Your objective: Pull out every one of the lines below that contains the word "light".

(Excerpts from location labeling data)
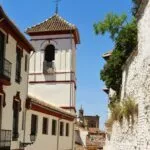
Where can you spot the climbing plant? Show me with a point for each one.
(124, 35)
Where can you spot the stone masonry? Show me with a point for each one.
(136, 84)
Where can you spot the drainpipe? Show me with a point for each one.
(58, 133)
(73, 136)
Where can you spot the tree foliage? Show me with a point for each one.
(136, 4)
(112, 24)
(124, 35)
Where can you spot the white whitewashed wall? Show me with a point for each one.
(7, 111)
(61, 93)
(136, 83)
(48, 141)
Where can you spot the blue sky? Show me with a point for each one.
(82, 13)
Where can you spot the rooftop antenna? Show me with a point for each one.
(57, 3)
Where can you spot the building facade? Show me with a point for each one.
(38, 105)
(52, 85)
(14, 66)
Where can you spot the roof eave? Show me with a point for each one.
(16, 30)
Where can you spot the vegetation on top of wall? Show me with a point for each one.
(136, 5)
(124, 35)
(126, 109)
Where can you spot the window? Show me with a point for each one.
(34, 123)
(15, 119)
(18, 64)
(45, 126)
(67, 129)
(61, 128)
(54, 126)
(50, 53)
(26, 63)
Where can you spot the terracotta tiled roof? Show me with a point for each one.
(50, 106)
(6, 22)
(55, 23)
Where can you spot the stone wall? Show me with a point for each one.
(136, 84)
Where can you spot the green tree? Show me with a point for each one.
(112, 24)
(124, 35)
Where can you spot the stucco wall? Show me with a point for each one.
(10, 91)
(58, 88)
(47, 142)
(136, 84)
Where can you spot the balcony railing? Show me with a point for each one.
(5, 139)
(48, 67)
(5, 70)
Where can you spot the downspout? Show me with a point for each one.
(58, 133)
(73, 142)
(25, 110)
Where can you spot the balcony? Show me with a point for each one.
(5, 72)
(48, 67)
(5, 139)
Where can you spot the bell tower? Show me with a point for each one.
(52, 75)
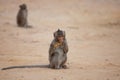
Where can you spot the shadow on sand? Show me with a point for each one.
(26, 66)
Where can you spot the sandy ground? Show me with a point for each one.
(93, 33)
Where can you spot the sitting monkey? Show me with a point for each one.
(22, 16)
(58, 50)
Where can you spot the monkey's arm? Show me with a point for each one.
(65, 48)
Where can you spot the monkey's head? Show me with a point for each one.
(59, 35)
(23, 6)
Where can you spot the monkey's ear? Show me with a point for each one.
(54, 34)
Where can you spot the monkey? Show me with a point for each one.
(22, 16)
(58, 50)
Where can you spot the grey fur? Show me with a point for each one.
(58, 56)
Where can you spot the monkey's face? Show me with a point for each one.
(60, 39)
(23, 6)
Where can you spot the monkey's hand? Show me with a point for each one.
(57, 44)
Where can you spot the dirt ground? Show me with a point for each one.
(92, 30)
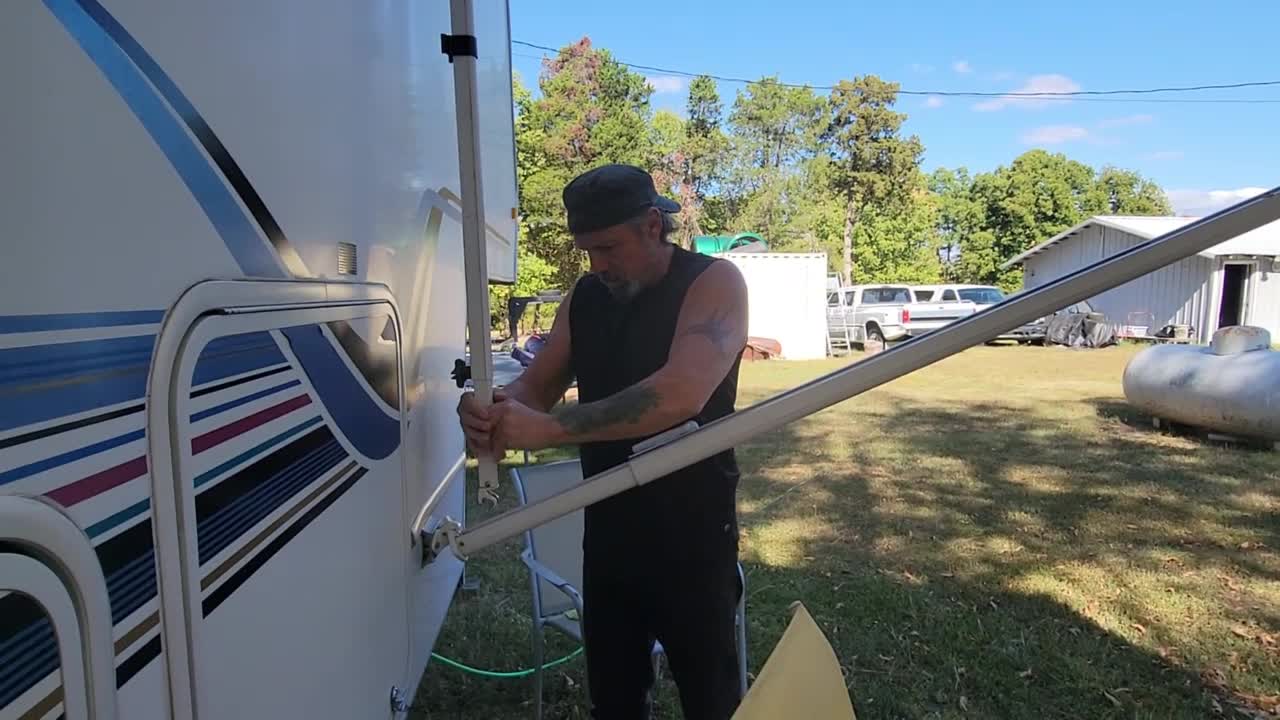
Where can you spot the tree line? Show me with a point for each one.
(830, 173)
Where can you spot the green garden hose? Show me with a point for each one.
(513, 673)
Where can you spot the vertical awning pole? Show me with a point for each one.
(462, 49)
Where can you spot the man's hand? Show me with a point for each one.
(519, 427)
(478, 422)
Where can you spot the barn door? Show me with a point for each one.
(289, 495)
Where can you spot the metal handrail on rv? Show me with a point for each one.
(854, 379)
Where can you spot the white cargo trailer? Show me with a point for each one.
(238, 237)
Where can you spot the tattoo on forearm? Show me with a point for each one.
(717, 329)
(627, 406)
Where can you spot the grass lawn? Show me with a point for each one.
(996, 536)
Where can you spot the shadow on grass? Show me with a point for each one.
(1038, 569)
(965, 560)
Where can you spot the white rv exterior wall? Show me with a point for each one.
(1178, 294)
(339, 118)
(787, 295)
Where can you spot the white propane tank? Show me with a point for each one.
(1233, 386)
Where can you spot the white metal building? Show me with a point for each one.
(787, 299)
(1233, 283)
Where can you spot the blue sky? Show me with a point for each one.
(1203, 154)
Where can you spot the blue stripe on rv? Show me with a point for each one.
(360, 418)
(250, 250)
(77, 320)
(238, 401)
(45, 382)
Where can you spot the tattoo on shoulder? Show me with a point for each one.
(716, 328)
(627, 406)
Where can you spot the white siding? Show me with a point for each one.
(1178, 294)
(1265, 310)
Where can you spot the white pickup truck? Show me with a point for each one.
(982, 296)
(886, 313)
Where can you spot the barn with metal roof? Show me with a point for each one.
(1233, 283)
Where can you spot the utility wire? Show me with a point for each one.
(1074, 94)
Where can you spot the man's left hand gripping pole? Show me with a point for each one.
(480, 376)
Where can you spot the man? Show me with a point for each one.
(654, 337)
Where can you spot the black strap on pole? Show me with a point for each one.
(455, 45)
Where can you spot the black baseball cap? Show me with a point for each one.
(609, 195)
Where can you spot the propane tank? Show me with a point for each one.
(1233, 386)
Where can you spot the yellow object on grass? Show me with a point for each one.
(801, 678)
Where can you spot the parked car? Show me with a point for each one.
(983, 296)
(887, 313)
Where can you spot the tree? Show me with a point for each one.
(592, 110)
(1127, 192)
(873, 164)
(775, 130)
(1037, 196)
(702, 154)
(897, 242)
(959, 215)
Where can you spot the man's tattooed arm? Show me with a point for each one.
(620, 410)
(718, 329)
(709, 337)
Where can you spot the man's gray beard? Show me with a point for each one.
(625, 291)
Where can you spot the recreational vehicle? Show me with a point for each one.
(231, 301)
(243, 246)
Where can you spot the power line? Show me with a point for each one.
(1084, 95)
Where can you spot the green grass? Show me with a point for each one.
(996, 536)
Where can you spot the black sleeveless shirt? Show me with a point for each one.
(689, 515)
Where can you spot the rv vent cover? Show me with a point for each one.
(346, 259)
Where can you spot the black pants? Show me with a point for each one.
(689, 607)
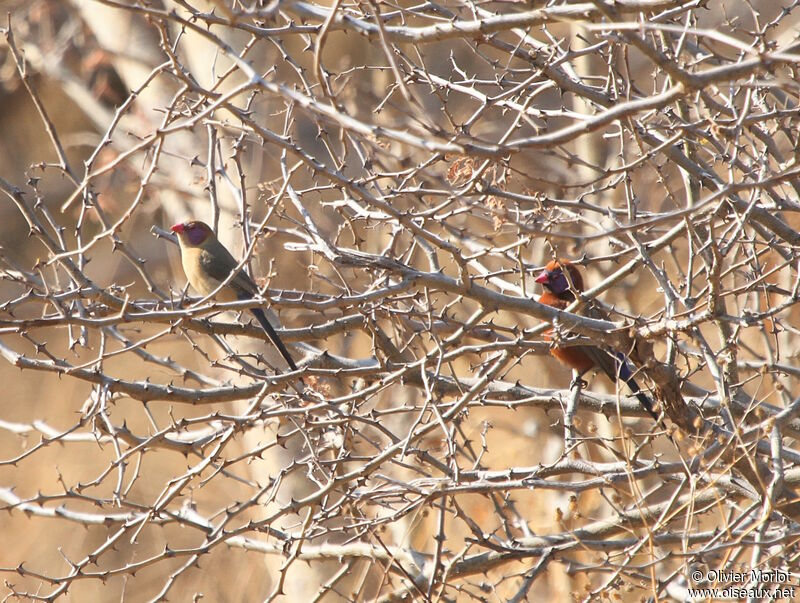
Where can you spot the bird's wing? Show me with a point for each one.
(217, 262)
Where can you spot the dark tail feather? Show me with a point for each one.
(273, 337)
(626, 375)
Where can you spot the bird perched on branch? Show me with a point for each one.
(561, 280)
(207, 264)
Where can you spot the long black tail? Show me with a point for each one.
(626, 375)
(273, 337)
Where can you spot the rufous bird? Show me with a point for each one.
(561, 279)
(207, 264)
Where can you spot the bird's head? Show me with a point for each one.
(192, 234)
(554, 278)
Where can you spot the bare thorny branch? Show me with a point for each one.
(395, 175)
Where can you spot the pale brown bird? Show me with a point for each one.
(207, 264)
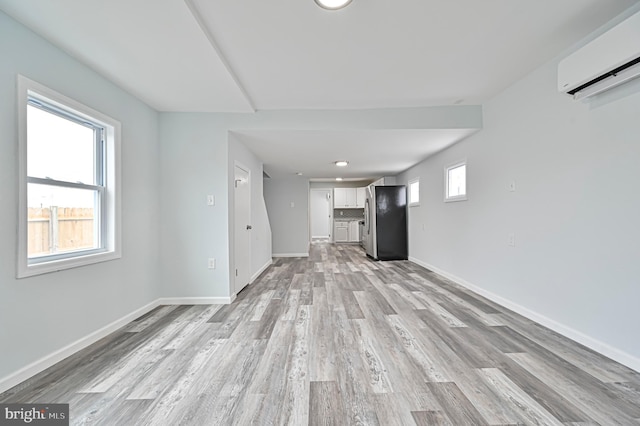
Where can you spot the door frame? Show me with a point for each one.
(239, 233)
(330, 212)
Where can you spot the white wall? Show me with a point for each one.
(194, 164)
(40, 315)
(288, 208)
(195, 158)
(574, 213)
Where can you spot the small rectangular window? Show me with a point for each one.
(69, 213)
(456, 182)
(414, 192)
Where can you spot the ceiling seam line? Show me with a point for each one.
(198, 17)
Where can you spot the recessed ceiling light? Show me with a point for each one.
(333, 4)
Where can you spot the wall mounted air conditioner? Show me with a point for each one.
(609, 60)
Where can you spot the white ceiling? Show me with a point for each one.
(369, 152)
(247, 55)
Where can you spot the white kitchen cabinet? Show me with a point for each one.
(341, 232)
(361, 196)
(354, 231)
(345, 198)
(339, 198)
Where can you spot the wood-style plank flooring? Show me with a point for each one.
(338, 339)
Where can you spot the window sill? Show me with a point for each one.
(455, 199)
(25, 271)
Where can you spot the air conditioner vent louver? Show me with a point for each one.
(609, 60)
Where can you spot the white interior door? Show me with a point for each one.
(242, 228)
(320, 213)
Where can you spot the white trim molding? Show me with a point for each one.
(195, 300)
(291, 255)
(47, 361)
(568, 332)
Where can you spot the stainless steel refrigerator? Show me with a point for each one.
(385, 228)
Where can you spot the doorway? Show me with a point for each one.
(242, 227)
(320, 203)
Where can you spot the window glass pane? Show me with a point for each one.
(61, 219)
(59, 148)
(457, 181)
(414, 192)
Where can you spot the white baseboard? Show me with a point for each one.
(194, 301)
(47, 361)
(291, 254)
(588, 341)
(260, 271)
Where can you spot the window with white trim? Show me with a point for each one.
(414, 192)
(68, 210)
(456, 182)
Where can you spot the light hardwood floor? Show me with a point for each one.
(337, 339)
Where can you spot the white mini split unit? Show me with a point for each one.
(608, 61)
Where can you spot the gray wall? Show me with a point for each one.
(289, 224)
(574, 212)
(195, 158)
(42, 314)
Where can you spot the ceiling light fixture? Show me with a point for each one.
(333, 4)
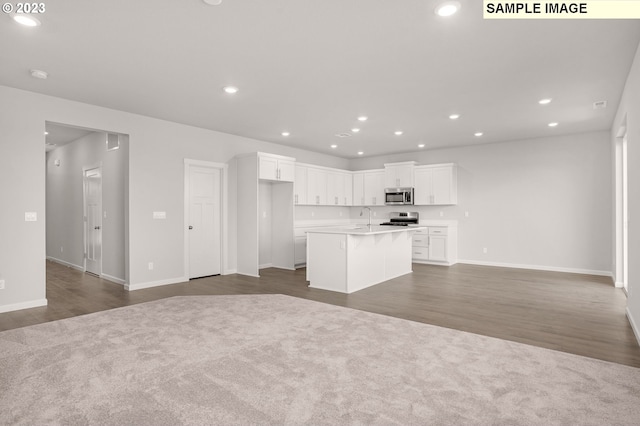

Finished task:
Where can you spot the recessed ceiling light? Show me with a point for each one.
Where can you spot the light hardwood floor? Show me with a point for each one.
Where can you spot the ceiling light fixture? Show me with a point for each one.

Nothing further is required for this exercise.